Arrange every line of the items below as a single numbered list, omitting any blank lines.

++++

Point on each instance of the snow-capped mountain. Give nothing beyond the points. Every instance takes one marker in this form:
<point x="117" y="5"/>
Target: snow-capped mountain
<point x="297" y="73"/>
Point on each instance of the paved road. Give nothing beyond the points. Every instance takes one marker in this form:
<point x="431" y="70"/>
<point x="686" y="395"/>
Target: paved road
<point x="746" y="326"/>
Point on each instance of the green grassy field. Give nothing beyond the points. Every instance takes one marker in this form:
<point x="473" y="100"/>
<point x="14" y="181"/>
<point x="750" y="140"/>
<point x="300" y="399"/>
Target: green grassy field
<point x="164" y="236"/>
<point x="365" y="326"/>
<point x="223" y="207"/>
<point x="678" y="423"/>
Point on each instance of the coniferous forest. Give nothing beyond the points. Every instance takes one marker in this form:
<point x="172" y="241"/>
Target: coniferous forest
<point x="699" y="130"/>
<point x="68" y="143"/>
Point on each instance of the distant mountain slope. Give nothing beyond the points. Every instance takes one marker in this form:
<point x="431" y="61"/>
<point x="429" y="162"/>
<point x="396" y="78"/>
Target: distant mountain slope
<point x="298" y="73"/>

++++

Finished answer:
1. Point on each instance of the snow-capped mountain. Give nothing beyond the points. Every instance takes one marker in this form:
2. <point x="117" y="5"/>
3. Target: snow-capped mountain
4. <point x="297" y="73"/>
5. Point on each instance of the paved road. Give nothing beyond the points. Every instance takes one marker in this form:
6. <point x="431" y="70"/>
7. <point x="686" y="395"/>
8. Target: paved road
9. <point x="746" y="326"/>
10. Point on each instance of the green grassy field. Give nothing beyond the points. Every instance takes one marker in this form:
11. <point x="473" y="100"/>
12. <point x="14" y="181"/>
13. <point x="750" y="140"/>
14. <point x="300" y="399"/>
15. Target: green grassy field
16. <point x="164" y="236"/>
17. <point x="365" y="326"/>
18. <point x="223" y="207"/>
19. <point x="678" y="423"/>
20. Point on each instance of the coniferous forest. Give nothing beyond the points. Every instance takes one marker in this form:
21. <point x="172" y="241"/>
22. Target: coniferous forest
23. <point x="699" y="130"/>
24. <point x="68" y="143"/>
25. Point on each instance of the distant mountain slope. Give nothing beyond the points. Every instance takes one marker in this form:
26. <point x="431" y="61"/>
27. <point x="429" y="162"/>
28. <point x="396" y="78"/>
29. Target: distant mountain slope
30. <point x="298" y="73"/>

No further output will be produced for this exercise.